*What the exercise asks*.
Using the records below, count the lines with "neck" in them. Give the number only.

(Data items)

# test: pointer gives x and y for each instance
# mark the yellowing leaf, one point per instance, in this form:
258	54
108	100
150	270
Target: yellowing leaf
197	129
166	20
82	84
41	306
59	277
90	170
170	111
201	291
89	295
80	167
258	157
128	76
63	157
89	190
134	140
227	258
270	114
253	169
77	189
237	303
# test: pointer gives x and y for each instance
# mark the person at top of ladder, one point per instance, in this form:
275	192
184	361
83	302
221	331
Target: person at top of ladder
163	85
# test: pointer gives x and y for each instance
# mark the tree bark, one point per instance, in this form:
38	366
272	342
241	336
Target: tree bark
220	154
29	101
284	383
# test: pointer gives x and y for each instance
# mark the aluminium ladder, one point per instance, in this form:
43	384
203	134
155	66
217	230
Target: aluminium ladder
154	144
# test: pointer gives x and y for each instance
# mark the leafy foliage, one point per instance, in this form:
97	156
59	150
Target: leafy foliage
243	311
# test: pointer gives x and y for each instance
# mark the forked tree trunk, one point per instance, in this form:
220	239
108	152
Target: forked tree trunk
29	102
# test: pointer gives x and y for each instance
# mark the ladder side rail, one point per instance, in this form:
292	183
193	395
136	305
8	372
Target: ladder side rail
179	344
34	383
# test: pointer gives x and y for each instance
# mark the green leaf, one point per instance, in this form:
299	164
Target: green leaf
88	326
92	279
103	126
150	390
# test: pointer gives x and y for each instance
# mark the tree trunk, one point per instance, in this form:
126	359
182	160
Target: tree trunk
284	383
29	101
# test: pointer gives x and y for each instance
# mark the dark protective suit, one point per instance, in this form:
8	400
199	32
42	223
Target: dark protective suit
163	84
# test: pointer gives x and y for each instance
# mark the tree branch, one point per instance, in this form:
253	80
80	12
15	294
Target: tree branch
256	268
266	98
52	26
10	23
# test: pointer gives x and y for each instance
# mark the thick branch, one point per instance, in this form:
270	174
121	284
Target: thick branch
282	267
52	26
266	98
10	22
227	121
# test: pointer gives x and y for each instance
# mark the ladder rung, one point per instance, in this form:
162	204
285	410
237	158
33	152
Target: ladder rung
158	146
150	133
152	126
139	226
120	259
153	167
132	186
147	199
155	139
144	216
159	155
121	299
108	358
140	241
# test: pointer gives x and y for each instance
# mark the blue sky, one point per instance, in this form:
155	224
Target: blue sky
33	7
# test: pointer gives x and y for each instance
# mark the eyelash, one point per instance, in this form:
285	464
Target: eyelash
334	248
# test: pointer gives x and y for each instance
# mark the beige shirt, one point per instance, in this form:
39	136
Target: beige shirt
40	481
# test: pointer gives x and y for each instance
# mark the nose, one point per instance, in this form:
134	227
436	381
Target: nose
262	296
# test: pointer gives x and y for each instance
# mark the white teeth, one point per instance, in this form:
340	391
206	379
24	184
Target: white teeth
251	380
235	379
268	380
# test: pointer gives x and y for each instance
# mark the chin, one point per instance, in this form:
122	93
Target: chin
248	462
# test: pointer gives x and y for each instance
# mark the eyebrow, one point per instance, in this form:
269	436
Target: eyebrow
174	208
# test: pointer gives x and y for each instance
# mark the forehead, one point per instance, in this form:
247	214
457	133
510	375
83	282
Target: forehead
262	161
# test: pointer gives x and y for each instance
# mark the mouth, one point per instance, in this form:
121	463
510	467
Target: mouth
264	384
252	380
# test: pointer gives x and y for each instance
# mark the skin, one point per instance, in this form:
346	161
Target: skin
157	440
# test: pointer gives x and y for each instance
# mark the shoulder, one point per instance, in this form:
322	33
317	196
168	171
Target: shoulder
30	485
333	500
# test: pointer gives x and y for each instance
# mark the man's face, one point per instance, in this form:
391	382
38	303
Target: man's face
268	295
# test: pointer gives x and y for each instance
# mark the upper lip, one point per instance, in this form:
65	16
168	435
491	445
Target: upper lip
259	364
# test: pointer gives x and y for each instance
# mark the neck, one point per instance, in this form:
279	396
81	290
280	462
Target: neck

*Solution to the problem*.
2